PROBLEM STATEMENT: Could you reproduce, word for word, everything below from the line containing "Where can the blue flag" down to the line containing "Where can the pink", with both of those lines included and no others?

━━━━━ INFORMATION PROVIDED

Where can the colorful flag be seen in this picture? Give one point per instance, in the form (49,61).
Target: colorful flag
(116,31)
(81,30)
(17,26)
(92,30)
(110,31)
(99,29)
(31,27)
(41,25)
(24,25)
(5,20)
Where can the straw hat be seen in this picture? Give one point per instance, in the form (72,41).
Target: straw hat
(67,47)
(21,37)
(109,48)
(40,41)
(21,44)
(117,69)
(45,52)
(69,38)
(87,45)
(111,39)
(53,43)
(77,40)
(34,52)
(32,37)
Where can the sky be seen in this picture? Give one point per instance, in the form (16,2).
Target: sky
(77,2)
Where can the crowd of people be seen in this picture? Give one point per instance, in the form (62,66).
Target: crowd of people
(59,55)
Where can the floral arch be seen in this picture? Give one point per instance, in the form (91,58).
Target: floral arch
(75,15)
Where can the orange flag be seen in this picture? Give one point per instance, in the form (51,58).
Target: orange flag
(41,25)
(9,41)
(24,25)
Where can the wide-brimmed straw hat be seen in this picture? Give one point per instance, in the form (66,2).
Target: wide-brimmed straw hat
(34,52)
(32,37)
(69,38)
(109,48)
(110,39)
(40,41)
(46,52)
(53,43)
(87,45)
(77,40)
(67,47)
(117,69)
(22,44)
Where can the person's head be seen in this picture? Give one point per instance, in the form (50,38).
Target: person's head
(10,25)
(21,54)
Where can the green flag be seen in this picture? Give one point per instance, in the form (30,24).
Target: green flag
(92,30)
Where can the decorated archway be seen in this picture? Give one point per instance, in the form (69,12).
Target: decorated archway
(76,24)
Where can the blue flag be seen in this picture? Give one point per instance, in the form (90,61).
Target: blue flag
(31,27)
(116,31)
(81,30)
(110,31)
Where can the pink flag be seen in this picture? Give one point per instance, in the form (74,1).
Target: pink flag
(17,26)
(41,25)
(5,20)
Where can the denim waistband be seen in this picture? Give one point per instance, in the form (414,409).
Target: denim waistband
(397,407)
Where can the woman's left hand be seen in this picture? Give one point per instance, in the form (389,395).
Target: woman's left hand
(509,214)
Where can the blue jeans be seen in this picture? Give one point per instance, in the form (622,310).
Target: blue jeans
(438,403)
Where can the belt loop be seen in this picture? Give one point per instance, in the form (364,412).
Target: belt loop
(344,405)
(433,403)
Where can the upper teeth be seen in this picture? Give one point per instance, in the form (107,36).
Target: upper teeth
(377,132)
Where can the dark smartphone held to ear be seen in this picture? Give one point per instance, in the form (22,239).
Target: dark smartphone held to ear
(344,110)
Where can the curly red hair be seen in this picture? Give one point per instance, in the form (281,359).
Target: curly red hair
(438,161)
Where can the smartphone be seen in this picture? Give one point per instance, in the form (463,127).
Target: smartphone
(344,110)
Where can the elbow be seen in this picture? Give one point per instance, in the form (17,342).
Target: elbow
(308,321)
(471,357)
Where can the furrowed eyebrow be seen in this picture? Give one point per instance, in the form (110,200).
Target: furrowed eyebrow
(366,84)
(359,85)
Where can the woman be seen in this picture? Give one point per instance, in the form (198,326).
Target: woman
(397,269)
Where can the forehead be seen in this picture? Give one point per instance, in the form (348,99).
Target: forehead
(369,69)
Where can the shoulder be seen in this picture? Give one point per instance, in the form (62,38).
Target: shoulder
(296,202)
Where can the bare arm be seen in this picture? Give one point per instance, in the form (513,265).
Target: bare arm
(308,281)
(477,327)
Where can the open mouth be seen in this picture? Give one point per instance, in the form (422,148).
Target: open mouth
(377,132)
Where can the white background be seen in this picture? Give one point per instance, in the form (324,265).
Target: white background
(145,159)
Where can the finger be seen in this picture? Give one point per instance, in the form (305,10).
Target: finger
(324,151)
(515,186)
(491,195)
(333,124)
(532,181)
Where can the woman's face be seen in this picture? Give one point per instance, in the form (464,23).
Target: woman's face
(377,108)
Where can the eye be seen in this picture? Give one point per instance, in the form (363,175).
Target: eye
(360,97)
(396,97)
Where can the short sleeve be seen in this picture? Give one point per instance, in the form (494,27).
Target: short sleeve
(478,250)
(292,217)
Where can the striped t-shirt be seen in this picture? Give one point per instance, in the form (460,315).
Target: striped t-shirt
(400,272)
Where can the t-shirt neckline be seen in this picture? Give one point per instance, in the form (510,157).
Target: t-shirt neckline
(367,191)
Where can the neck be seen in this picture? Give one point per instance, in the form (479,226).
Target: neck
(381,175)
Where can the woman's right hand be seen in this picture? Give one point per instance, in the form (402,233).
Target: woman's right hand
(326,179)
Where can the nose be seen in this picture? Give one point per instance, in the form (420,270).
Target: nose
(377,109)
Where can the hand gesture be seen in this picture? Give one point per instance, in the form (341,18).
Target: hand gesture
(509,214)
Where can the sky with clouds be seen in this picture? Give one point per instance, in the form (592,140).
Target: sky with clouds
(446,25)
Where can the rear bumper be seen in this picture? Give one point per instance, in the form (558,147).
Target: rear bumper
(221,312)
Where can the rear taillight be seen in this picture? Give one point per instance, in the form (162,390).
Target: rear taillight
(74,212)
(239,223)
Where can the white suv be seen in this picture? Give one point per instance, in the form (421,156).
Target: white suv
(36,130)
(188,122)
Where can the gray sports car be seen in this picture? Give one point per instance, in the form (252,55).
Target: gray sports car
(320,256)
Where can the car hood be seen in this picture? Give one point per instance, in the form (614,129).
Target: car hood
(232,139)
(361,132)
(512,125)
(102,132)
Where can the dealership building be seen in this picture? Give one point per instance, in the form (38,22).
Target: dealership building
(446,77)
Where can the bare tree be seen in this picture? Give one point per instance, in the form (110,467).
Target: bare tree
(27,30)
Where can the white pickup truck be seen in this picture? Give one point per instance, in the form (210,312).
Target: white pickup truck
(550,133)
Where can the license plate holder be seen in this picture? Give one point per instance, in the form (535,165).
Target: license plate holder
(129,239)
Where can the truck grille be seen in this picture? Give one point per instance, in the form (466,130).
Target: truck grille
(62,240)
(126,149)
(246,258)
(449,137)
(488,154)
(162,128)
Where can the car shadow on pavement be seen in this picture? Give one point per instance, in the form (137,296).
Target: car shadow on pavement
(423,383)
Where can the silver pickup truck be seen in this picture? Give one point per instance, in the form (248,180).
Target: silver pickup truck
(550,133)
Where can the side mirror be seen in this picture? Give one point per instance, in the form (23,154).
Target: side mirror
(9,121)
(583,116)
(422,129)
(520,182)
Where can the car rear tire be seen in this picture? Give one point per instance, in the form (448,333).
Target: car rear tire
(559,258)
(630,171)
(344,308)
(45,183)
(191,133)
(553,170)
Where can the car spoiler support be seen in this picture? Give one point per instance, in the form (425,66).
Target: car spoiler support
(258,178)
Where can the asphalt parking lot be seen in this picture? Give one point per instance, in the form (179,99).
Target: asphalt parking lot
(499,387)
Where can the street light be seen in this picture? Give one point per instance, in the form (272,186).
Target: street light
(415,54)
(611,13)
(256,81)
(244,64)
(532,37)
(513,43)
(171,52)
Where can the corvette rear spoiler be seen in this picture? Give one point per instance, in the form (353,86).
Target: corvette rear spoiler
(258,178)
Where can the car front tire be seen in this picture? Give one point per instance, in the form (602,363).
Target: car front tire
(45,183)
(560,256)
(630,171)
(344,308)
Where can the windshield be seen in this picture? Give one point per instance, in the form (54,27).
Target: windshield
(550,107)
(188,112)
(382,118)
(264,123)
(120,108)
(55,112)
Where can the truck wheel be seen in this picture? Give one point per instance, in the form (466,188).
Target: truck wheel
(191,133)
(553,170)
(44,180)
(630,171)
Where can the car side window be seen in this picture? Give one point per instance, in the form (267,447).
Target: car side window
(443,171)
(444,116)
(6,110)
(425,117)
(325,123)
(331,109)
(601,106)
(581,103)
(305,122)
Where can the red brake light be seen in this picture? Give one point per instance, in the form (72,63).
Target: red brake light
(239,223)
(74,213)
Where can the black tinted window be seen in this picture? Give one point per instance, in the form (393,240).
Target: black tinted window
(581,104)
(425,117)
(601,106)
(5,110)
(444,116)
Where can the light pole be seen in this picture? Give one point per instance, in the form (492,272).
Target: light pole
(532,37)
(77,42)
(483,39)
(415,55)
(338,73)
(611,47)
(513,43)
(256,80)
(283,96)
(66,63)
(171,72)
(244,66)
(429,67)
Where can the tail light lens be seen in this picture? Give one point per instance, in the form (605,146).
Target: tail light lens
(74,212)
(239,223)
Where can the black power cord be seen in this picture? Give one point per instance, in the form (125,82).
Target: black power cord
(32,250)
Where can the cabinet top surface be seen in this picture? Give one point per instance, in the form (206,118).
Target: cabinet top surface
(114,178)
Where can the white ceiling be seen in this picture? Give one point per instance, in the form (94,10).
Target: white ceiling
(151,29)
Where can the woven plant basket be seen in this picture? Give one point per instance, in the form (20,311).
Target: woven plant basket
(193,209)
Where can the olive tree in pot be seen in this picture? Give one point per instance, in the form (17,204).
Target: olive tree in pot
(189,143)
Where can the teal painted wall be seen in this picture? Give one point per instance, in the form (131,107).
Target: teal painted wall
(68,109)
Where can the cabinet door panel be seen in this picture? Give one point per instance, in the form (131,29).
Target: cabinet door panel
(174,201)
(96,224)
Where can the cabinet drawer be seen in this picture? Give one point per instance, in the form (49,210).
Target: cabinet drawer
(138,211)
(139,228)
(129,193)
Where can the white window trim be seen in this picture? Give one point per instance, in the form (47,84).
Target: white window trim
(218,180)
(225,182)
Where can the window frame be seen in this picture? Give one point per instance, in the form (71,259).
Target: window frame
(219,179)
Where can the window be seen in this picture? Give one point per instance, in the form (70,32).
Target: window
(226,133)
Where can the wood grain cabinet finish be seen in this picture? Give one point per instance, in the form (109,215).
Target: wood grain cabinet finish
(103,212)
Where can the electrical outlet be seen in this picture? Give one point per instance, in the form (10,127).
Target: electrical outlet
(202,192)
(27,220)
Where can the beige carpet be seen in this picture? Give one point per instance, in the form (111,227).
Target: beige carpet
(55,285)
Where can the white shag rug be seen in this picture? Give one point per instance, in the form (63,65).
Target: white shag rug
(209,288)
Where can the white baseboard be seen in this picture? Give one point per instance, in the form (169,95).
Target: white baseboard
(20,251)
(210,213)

━━━━━━━━━━

RESULT BELOW:
Where can the blue flag be seen in this picture? Give one point per instance, in the form (90,61).
Target: blue flag
(31,27)
(116,31)
(81,30)
(110,31)
Where can the pink flag be seen in this picture? Give one point per instance, in the form (74,1).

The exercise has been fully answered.